### Perintah Tugas
Tulis ulang semua baris data dari baris yang memuat "Where can you spot the man?" sampai baris yang memuat "(1193, 416)", kedua ujungnya termasuk dan permintaannya juga ditulis. Skalakan setiap koordinat pada jawaban dengan faktor 2,2, bulatkan ke bilangan bulat (nilai setengah dibulatkan ke atas), dan jangan tulis baris lain.

### Data Masukan
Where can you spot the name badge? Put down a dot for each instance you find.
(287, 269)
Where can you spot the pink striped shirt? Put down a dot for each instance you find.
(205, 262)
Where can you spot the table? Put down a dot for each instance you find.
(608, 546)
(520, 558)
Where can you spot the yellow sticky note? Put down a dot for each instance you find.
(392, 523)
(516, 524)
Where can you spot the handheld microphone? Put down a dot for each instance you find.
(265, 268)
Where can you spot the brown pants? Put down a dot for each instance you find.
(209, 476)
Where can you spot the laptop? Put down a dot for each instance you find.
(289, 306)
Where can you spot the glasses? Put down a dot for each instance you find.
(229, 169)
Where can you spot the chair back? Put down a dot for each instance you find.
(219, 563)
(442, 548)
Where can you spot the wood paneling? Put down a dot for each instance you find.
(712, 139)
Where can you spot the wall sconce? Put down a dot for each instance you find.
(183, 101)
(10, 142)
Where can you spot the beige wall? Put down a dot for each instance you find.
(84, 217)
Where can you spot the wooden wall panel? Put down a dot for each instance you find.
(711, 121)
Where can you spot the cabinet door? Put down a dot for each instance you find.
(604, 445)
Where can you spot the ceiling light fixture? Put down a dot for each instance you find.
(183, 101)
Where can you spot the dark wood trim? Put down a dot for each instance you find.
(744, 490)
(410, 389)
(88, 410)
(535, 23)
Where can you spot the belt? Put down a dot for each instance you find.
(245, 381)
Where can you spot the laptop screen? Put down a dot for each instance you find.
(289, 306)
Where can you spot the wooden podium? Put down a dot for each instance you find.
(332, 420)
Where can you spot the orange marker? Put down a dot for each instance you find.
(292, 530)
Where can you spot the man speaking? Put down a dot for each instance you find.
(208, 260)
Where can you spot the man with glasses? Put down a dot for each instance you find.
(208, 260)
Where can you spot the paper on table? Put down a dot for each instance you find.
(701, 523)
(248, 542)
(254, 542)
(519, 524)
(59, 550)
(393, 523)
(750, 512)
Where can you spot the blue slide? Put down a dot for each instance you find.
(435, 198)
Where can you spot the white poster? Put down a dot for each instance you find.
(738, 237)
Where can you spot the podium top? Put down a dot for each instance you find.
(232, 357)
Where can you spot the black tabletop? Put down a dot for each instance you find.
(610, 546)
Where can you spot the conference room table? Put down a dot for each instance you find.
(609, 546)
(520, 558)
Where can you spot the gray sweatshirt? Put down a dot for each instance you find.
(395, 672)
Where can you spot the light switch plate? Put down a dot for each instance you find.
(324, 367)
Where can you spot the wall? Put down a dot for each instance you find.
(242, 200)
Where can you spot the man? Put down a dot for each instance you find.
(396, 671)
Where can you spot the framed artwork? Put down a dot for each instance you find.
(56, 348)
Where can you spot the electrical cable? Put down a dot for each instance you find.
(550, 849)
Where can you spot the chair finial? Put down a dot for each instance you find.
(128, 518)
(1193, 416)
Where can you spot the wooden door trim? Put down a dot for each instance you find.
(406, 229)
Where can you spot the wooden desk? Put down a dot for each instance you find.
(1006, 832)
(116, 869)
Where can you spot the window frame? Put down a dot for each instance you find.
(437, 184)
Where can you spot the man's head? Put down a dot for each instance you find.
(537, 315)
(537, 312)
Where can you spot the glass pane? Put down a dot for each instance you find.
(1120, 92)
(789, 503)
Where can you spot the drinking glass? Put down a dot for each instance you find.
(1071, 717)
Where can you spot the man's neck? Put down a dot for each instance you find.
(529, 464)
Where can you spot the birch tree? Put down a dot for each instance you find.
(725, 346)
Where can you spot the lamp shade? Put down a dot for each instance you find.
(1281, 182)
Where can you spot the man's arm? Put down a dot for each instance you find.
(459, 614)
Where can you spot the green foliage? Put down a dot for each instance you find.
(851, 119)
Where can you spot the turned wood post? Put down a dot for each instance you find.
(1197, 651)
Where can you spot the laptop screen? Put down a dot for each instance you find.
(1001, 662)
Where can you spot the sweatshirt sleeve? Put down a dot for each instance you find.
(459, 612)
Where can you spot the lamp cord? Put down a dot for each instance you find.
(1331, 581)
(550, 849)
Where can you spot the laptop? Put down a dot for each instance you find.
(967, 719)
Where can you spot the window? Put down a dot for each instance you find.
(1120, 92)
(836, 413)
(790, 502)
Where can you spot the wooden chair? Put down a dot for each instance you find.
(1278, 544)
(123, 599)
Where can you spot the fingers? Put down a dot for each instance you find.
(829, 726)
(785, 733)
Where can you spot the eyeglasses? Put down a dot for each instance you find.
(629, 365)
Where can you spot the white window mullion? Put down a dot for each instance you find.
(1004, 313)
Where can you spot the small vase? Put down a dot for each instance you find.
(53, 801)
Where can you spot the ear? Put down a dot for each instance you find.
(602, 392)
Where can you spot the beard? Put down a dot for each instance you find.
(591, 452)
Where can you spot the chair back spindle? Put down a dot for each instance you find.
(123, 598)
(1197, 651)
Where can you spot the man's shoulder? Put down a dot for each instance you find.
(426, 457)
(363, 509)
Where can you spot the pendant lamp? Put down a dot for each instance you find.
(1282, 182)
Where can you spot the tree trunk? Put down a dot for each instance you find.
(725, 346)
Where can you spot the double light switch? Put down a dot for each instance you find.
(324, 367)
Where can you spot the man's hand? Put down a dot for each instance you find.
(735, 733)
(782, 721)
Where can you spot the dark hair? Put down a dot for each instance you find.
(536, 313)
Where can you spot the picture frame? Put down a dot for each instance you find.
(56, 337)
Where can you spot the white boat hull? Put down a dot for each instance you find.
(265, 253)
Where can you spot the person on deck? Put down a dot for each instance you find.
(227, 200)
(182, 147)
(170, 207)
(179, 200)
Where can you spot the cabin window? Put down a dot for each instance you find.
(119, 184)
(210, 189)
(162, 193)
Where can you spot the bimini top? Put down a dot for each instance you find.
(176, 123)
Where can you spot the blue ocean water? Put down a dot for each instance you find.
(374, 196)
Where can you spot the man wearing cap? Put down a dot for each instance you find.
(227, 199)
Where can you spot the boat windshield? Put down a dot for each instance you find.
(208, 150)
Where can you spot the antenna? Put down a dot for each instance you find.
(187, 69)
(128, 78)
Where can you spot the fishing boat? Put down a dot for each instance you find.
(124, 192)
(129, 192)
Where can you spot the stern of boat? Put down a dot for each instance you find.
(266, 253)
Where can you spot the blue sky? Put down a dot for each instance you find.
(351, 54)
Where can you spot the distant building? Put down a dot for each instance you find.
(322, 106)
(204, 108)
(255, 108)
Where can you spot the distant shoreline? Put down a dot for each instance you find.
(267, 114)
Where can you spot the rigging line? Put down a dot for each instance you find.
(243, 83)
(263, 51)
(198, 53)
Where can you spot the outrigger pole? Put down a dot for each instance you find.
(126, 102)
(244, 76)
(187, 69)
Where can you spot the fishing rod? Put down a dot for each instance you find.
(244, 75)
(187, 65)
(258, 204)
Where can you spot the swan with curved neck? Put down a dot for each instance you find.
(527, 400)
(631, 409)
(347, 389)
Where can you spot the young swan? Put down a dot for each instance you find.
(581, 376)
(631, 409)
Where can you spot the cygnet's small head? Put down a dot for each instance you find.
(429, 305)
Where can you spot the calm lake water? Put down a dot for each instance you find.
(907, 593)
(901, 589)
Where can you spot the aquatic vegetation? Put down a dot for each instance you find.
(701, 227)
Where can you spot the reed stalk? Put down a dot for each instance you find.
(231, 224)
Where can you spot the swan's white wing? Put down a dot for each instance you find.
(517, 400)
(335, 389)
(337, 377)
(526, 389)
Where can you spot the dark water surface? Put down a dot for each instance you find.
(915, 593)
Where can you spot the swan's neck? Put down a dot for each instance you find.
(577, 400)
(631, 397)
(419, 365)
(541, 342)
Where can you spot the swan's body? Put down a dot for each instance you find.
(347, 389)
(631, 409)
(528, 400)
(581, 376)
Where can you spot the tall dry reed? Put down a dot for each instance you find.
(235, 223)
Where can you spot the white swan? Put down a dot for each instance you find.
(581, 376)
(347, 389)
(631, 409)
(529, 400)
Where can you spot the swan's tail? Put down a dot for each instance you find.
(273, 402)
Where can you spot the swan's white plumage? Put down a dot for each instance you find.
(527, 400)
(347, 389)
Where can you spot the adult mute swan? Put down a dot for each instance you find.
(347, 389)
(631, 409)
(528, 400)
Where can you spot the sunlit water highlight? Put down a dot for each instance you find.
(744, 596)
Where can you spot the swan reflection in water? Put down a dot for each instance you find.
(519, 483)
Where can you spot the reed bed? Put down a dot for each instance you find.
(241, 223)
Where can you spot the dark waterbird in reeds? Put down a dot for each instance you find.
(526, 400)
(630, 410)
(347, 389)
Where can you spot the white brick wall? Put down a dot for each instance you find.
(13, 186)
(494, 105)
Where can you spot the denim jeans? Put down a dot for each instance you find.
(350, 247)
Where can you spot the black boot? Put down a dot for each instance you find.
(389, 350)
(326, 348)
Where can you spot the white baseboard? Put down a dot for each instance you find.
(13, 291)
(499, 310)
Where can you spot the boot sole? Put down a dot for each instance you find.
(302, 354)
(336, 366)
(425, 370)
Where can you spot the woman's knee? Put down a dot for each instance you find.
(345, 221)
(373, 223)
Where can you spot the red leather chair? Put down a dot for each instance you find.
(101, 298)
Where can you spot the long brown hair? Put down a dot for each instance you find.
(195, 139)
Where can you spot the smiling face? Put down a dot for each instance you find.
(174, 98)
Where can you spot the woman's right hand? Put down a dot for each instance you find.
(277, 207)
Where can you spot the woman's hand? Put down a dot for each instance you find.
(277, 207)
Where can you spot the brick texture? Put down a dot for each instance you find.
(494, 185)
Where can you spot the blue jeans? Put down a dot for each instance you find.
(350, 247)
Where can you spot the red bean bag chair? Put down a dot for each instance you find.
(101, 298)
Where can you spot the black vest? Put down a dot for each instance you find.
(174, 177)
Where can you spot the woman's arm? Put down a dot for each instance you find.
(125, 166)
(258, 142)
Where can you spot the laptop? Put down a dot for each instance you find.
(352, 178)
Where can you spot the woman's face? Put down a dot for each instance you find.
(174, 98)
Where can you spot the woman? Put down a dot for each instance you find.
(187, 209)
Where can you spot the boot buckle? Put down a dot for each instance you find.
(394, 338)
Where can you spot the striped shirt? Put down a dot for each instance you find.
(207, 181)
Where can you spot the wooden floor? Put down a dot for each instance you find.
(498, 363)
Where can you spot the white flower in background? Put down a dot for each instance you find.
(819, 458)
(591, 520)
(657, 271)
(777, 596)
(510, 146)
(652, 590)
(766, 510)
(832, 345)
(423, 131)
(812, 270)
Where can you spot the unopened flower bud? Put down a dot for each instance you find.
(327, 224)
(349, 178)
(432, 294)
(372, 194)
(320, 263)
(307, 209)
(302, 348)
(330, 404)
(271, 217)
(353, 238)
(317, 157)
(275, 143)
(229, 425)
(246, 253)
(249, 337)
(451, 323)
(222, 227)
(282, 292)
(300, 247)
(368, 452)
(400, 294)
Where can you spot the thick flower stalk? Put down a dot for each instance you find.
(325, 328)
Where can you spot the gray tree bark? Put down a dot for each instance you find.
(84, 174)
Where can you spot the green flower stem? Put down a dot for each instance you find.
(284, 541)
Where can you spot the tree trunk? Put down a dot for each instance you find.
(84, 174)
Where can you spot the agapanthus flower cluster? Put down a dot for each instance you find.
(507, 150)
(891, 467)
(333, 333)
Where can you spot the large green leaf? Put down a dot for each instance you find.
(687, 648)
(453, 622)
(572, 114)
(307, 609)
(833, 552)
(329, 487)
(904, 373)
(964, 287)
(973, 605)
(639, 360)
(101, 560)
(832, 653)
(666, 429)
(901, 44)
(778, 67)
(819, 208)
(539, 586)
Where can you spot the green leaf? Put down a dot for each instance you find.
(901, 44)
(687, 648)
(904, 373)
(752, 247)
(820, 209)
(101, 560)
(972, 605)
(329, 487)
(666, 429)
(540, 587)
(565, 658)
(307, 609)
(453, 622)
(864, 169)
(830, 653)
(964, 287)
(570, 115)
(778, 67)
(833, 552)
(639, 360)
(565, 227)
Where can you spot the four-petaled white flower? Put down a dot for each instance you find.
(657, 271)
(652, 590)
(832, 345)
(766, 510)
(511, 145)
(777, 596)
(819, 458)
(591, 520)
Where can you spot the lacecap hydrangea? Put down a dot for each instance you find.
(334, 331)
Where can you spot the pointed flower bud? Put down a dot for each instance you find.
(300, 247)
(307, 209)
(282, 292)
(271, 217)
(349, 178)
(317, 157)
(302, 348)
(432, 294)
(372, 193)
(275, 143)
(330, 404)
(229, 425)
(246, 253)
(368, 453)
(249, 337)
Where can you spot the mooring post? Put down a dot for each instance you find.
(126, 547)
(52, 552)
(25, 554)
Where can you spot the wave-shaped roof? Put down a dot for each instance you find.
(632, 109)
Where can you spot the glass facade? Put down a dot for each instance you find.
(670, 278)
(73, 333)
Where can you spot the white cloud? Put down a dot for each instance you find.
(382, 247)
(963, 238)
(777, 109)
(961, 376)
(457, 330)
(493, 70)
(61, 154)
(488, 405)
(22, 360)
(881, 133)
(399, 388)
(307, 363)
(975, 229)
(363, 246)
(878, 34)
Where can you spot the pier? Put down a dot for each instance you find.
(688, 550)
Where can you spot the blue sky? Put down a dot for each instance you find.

### Hasil Latihan
Where can you spot the man? Put down a dot for each instance you find.
(871, 1476)
Where can you spot the framed artwork? Put down a dot for each instance you find.
(123, 766)
Where can you spot the electrical cable? Put down a dot for each instance you find.
(1210, 1868)
Where can you spot the chair finial? Put down a dot for each instance you find.
(282, 1140)
(2625, 915)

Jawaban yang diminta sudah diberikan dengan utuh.